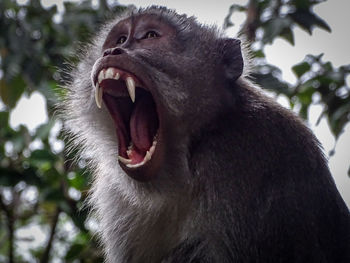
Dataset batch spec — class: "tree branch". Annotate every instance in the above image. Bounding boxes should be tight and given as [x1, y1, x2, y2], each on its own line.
[0, 194, 14, 263]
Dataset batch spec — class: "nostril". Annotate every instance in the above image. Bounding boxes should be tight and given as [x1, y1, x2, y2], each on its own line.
[103, 49, 111, 57]
[103, 47, 124, 57]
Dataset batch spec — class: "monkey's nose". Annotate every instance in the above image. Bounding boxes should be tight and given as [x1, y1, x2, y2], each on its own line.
[103, 47, 124, 57]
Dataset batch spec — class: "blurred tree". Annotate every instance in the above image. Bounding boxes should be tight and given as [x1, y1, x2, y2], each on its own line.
[225, 0, 350, 139]
[0, 0, 350, 263]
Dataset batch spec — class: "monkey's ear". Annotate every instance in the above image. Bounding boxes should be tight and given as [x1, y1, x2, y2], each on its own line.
[221, 38, 243, 81]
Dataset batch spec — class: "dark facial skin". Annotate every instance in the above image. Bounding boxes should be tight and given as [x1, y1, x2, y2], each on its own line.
[67, 7, 350, 263]
[92, 14, 243, 181]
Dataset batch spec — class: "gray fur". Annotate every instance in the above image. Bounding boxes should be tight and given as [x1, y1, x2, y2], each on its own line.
[62, 8, 350, 263]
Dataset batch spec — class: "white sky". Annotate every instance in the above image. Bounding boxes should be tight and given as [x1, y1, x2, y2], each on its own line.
[10, 0, 350, 207]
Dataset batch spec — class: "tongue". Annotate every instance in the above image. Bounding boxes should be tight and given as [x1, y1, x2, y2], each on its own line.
[130, 96, 158, 152]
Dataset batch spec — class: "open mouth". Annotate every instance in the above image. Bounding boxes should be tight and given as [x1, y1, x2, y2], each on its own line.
[94, 67, 159, 168]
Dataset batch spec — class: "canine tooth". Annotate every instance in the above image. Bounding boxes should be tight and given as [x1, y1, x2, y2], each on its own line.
[126, 77, 135, 102]
[98, 70, 105, 83]
[118, 155, 131, 164]
[105, 68, 114, 79]
[149, 145, 156, 155]
[143, 151, 152, 162]
[126, 161, 145, 168]
[113, 72, 120, 80]
[95, 83, 103, 109]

BRIEF>
Copy out all the rows above, swapping "Annotate" for "Label" and leaving everything else as it is. Omit the pictures.

SOLVED PROBLEM>
Dataset batch spec — class: "tree branch". Label every instance in the above image. Bounding boxes should be tight and given as [x1, y1, x2, y2], each on its own line.
[0, 194, 14, 263]
Dataset batch spec — class: "nostril". Label every instance in the above image. Bounding boxes should be tight and given as [x1, y1, x2, y2], each on its own line.
[103, 49, 111, 57]
[103, 47, 124, 57]
Dataset batch spec — class: "monkey's nose". Label every instance in the above image. Bounding boxes should be tight and given as [x1, y1, x2, y2], each on its own line.
[103, 47, 124, 57]
Dataset batch spec — class: "blurred tree". Label every instance in the above image. Bounding boxes should be tight and given as [x1, y1, x2, y2], each on its own line.
[225, 0, 350, 139]
[0, 0, 350, 263]
Dataset batch spec — class: "monkey's ear". Label every instance in the above image. Bounding boxes should be tight and given as [x1, y1, x2, y2], each on its own line.
[221, 38, 243, 81]
Dataset batch spec — class: "dark facial skin". Label every instance in the above image. Bounding boxes should be tight and given as [x1, y1, x2, y2], each on its own line.
[67, 7, 350, 263]
[92, 14, 243, 181]
Dataset batch spec — class: "gray fur". Label every instance in the above image. Bounding boxes should be tight and given as [x1, y1, x2, y2], each on its own line.
[62, 8, 350, 263]
Dataset batch spec — class: "white sky". Label every instance in the above image. Bounding boxes should be tight and given as [x1, y1, x2, y2], each on its own line.
[10, 0, 350, 207]
Dataset batch spec — class: "tongue". Label every instance in the above image. Bounding boxes should be tight and given as [x1, y1, x2, y2], each on its own line.
[130, 96, 158, 152]
Dataset batch spec — class: "open mouth". Label every instance in the above image. Bounding boxes should be tight and given as [x1, y1, x2, y2], each on its own line.
[94, 67, 159, 168]
Dataset batch spec — class: "canine tooth". Label every instance in the above image. Bounding boxes should be tight and given as [x1, y1, x2, y2], each on its own line.
[126, 77, 135, 102]
[98, 70, 105, 83]
[118, 155, 131, 164]
[105, 68, 114, 79]
[149, 145, 156, 155]
[143, 151, 152, 162]
[126, 161, 145, 168]
[113, 72, 120, 80]
[95, 83, 103, 109]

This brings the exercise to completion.